Selection ::
------------------------------------------------------------
Over-Ridden

Published on July 3, 2025 at 2:33 PM

A friend and I are sitting in a local cafe, discussing deep issues over sandwiches and soup. She is heavily pregnant and we are enjoying some last moments together before baby comes shortly. And we get on the subject of extended family complexities and what to do about them. Who hasn't had a conversation at some point with a trusted companion about all things relatives and how to navigate?

Almost all of us have been there, and she is no different. On both sides, she is figuring out how to be Jesus to the broken people around her... some of whom I know as well. As we discuss differences, poor choices, and balancing grace with truth, something deeply profound occurs to me that just might shift our perspective about everything.
------------------------------------------------------------
Given data ::
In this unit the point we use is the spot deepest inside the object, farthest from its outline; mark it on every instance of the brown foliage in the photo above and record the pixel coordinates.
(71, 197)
------------------------------------------------------------
Description of the task :: Can you return the passage of the cafe conversation post above from "Published on July" to "how to navigate?", word for word?

Output for this exercise ::
Published on July 3, 2025 at 2:33 PM

A friend and I are sitting in a local cafe, discussing deep issues over sandwiches and soup. She is heavily pregnant and we are enjoying some last moments together before baby comes shortly. And we get on the subject of extended family complexities and what to do about them. Who hasn't had a conversation at some point with a trusted companion about all things relatives and how to navigate?